Written instruction -> Could you copy, word for word, only the lines from the one containing "Note to the class: find each instance of the white placard" through the last line of the records below, both included?

Records supplied ->
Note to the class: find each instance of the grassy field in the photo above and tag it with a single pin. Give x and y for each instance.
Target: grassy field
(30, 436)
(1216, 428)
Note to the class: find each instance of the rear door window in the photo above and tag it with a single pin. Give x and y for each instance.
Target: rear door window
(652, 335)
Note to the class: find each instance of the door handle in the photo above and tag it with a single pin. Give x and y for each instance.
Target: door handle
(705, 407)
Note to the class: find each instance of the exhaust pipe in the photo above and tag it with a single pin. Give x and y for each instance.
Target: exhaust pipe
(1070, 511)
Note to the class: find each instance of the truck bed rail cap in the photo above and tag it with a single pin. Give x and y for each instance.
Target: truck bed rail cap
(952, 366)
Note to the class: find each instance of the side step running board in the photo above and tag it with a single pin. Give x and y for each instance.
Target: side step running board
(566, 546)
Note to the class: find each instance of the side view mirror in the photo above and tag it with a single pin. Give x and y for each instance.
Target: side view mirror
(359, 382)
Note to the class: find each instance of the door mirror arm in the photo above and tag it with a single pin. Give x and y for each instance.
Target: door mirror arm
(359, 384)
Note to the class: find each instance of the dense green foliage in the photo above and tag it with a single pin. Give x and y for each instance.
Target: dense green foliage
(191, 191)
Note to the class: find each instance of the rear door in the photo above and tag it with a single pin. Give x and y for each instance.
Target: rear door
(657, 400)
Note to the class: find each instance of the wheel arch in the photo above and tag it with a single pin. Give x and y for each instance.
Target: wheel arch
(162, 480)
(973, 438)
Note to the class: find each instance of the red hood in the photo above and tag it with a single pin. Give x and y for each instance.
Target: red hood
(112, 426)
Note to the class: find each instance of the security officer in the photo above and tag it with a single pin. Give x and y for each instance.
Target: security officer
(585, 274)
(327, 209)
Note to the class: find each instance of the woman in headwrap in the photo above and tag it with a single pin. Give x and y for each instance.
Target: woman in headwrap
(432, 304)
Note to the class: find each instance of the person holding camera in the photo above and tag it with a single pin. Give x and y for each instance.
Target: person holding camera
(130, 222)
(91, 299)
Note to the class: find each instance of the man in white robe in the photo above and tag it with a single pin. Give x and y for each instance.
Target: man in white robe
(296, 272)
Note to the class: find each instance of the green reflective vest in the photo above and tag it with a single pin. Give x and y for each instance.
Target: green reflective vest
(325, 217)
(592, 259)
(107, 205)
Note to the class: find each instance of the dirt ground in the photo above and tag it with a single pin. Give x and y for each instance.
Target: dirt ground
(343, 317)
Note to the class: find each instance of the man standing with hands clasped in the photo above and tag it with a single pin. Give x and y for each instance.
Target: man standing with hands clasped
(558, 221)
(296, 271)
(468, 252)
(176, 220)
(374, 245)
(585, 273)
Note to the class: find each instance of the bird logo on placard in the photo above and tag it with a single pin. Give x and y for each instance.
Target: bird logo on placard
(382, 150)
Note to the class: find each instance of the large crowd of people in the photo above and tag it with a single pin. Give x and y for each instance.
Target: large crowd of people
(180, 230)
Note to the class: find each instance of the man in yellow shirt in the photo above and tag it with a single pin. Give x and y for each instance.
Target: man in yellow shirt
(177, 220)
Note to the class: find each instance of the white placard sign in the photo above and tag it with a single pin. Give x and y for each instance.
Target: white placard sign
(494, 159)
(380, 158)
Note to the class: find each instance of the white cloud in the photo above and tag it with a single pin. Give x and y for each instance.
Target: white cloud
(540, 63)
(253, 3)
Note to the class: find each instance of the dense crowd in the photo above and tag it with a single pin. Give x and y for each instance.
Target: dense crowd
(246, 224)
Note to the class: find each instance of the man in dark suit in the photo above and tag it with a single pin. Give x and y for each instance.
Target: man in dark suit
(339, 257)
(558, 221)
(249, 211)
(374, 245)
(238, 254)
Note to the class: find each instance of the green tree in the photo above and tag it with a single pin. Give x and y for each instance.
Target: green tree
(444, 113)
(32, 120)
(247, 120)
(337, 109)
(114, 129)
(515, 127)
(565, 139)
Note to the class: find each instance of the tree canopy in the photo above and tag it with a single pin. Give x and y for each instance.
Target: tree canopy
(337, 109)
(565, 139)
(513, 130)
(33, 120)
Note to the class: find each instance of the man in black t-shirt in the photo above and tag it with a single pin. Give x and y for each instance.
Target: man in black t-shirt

Task response ->
Note to the class: find each instance of the white placard sign in the photo above and tag it with a single pin. Give x and y for each instance.
Target: white placard sign
(494, 159)
(380, 158)
Note to the class: find each instance of the white cloud in the photo above and tag it with a single pin. Give x and y for each instance.
Target: white cloud
(540, 63)
(253, 3)
Note to the class: find each instance of the dense crowd in the photo above and tag it with a single pin. Give x and y for each instance.
Target: dense crowd
(246, 224)
Note to the class: find each instance of the man in dark suit in the photo above and tag it with a single pin. Give x and y for each instance.
Target: man in dark suit
(339, 257)
(558, 221)
(249, 211)
(374, 245)
(238, 254)
Note to the class: find each instance of the green tree in the photo above and tag it with a single pin. Give x and y for each instance.
Target: green tree
(444, 113)
(32, 120)
(247, 120)
(337, 109)
(114, 129)
(515, 127)
(565, 139)
Note to the class: find each instance of the tree canopy in the photo above and tag it with a single pin. Give x and y for each instance.
Target: tree canopy
(337, 109)
(565, 139)
(513, 130)
(33, 120)
Note to the class: find each instance of the man in black t-shirt in the photo above and tag it with a single pin. Give x and y for each instance.
Target: man in black t-shirt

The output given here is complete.